**Provided information**
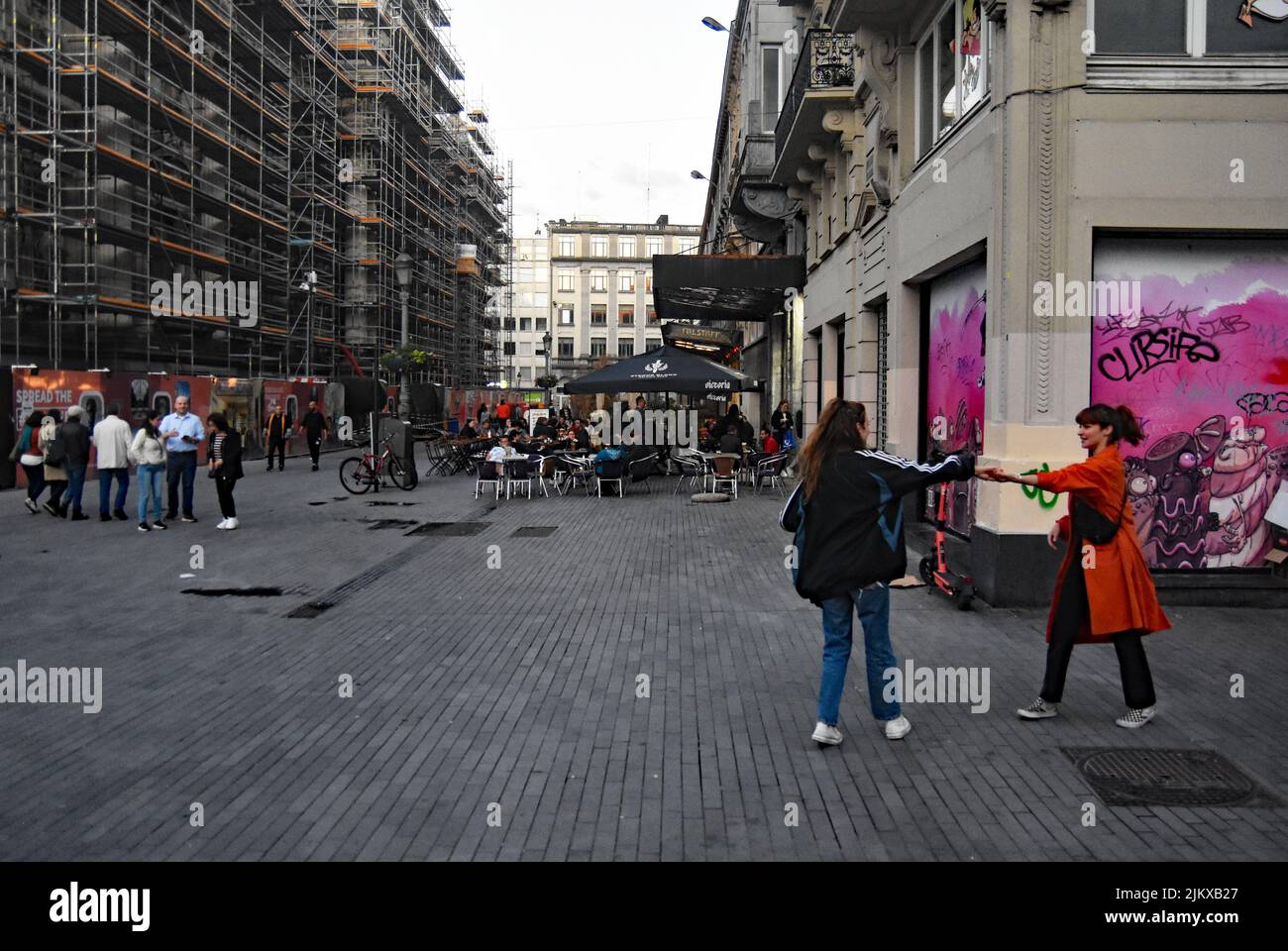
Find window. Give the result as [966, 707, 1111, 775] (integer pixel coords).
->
[917, 0, 989, 155]
[760, 43, 778, 136]
[1089, 0, 1288, 56]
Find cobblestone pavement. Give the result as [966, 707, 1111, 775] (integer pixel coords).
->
[0, 456, 1288, 860]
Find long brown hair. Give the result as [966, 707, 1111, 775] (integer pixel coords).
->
[800, 399, 868, 497]
[1076, 403, 1145, 446]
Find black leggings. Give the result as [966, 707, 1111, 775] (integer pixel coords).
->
[1042, 539, 1155, 710]
[215, 478, 237, 518]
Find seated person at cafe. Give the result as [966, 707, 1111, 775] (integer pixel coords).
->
[486, 436, 511, 478]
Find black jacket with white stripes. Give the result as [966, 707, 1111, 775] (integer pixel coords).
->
[778, 450, 975, 604]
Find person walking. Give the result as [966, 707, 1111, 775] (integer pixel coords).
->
[300, 399, 331, 472]
[40, 410, 67, 518]
[161, 397, 206, 522]
[17, 411, 46, 515]
[979, 403, 1172, 729]
[780, 399, 975, 746]
[93, 403, 132, 522]
[265, 410, 291, 472]
[129, 410, 167, 532]
[206, 412, 242, 531]
[56, 406, 90, 522]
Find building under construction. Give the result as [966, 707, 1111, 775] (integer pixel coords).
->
[0, 0, 510, 386]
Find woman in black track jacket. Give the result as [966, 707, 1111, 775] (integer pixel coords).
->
[780, 399, 975, 746]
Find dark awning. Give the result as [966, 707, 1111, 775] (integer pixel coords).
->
[563, 347, 751, 395]
[653, 254, 805, 321]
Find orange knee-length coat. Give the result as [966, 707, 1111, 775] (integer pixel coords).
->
[1038, 445, 1172, 644]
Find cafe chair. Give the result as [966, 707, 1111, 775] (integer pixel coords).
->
[474, 458, 501, 501]
[595, 459, 627, 498]
[711, 456, 738, 498]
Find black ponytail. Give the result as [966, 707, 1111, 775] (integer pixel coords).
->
[1077, 403, 1145, 446]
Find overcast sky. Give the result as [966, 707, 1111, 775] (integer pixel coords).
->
[450, 0, 738, 236]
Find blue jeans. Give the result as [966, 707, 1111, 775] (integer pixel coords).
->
[139, 463, 164, 522]
[818, 583, 901, 727]
[63, 463, 86, 515]
[98, 469, 130, 515]
[164, 453, 197, 518]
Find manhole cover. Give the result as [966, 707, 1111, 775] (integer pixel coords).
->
[180, 587, 282, 598]
[1064, 747, 1280, 808]
[407, 522, 486, 537]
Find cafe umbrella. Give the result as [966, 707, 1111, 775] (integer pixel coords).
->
[563, 344, 754, 397]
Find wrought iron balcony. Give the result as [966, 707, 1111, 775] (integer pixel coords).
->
[774, 30, 855, 176]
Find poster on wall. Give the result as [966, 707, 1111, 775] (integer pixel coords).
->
[924, 255, 988, 536]
[1091, 237, 1288, 570]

**Challenge**
Change "integer pixel coords" to "whole-number pixel coordinates" throughout the records above, and write them out again with everything else the same and the pictures left out.

**Response to the exercise**
Find window. Give the result as [966, 707, 1111, 775] (whole-number pixel coordinates).
->
[917, 0, 989, 155]
[760, 43, 778, 136]
[1089, 0, 1288, 56]
Find cobblestone pavement. Give the result as [966, 707, 1111, 775] (whole-number pixel coordinates).
->
[0, 456, 1288, 860]
Find long brown hair. Give the result as [966, 707, 1111, 775] (whole-number pixel coordinates).
->
[800, 399, 868, 497]
[1076, 403, 1145, 446]
Find black leggings. Give the result as [966, 707, 1111, 775] (whole-number pixel coordinates).
->
[1042, 539, 1155, 710]
[215, 478, 237, 518]
Find seated person at cafe. Give the result as [966, 707, 1111, 775] (whole-number pixel coordinates).
->
[486, 436, 511, 478]
Find black jacket with white stripes. Give the result as [966, 707, 1111, 775] (whole-number pixel coordinates).
->
[778, 450, 975, 604]
Find person walking. Give the result as [966, 707, 1111, 775] (whole-number pixel coordinates).
->
[300, 399, 331, 472]
[40, 410, 67, 518]
[161, 397, 206, 522]
[17, 411, 46, 515]
[979, 403, 1172, 729]
[780, 399, 975, 746]
[93, 403, 132, 522]
[265, 410, 291, 472]
[129, 410, 167, 532]
[206, 412, 242, 531]
[56, 406, 90, 522]
Find building under construction. Give the result as [966, 707, 1111, 775] (whole-number pixel coordinates).
->
[0, 0, 510, 386]
Find woman in black track jacket. Give the result as [966, 707, 1111, 775] (whole-number pixel coordinates).
->
[780, 399, 975, 746]
Find dark awning. Give the result as [966, 707, 1111, 775] (whole-number pixel coordinates).
->
[563, 347, 751, 395]
[653, 254, 805, 321]
Find orange knee-length coat. Give the result as [966, 707, 1111, 775] (whole-number pixel coordinates).
->
[1038, 445, 1172, 644]
Find cafe chair. Give the result as [966, 707, 1111, 775] (whole-number pixel coordinates).
->
[474, 458, 501, 501]
[595, 459, 627, 498]
[711, 456, 738, 498]
Find black ponytail. Give the result as [966, 707, 1111, 775] (whole-number pixel coordinates).
->
[1077, 403, 1145, 446]
Find overcast sky. Give the result as [966, 707, 1111, 775] (whole-number pixel coordinates).
->
[450, 0, 738, 236]
Find blue jeans. Give the result as [966, 707, 1111, 775] (whole-number pixel coordinates).
->
[139, 463, 164, 522]
[818, 583, 901, 727]
[63, 463, 86, 515]
[98, 469, 130, 515]
[164, 453, 197, 518]
Find manhole cover. Give the result as [966, 707, 1111, 775] (whole-number pixel coordinates).
->
[180, 587, 282, 598]
[1064, 747, 1280, 808]
[407, 522, 486, 537]
Find cafe umbrella. Give the result as [966, 707, 1111, 775] (whole-number pixel coordinates).
->
[563, 344, 754, 397]
Find wrought iron balcony. Give the result as [966, 707, 1111, 775] (whole-number pixel coordinates).
->
[774, 30, 855, 176]
Find poster on wall. Give the result as [966, 707, 1111, 775] (whole-number pixel coordinates).
->
[924, 255, 988, 536]
[1091, 237, 1288, 570]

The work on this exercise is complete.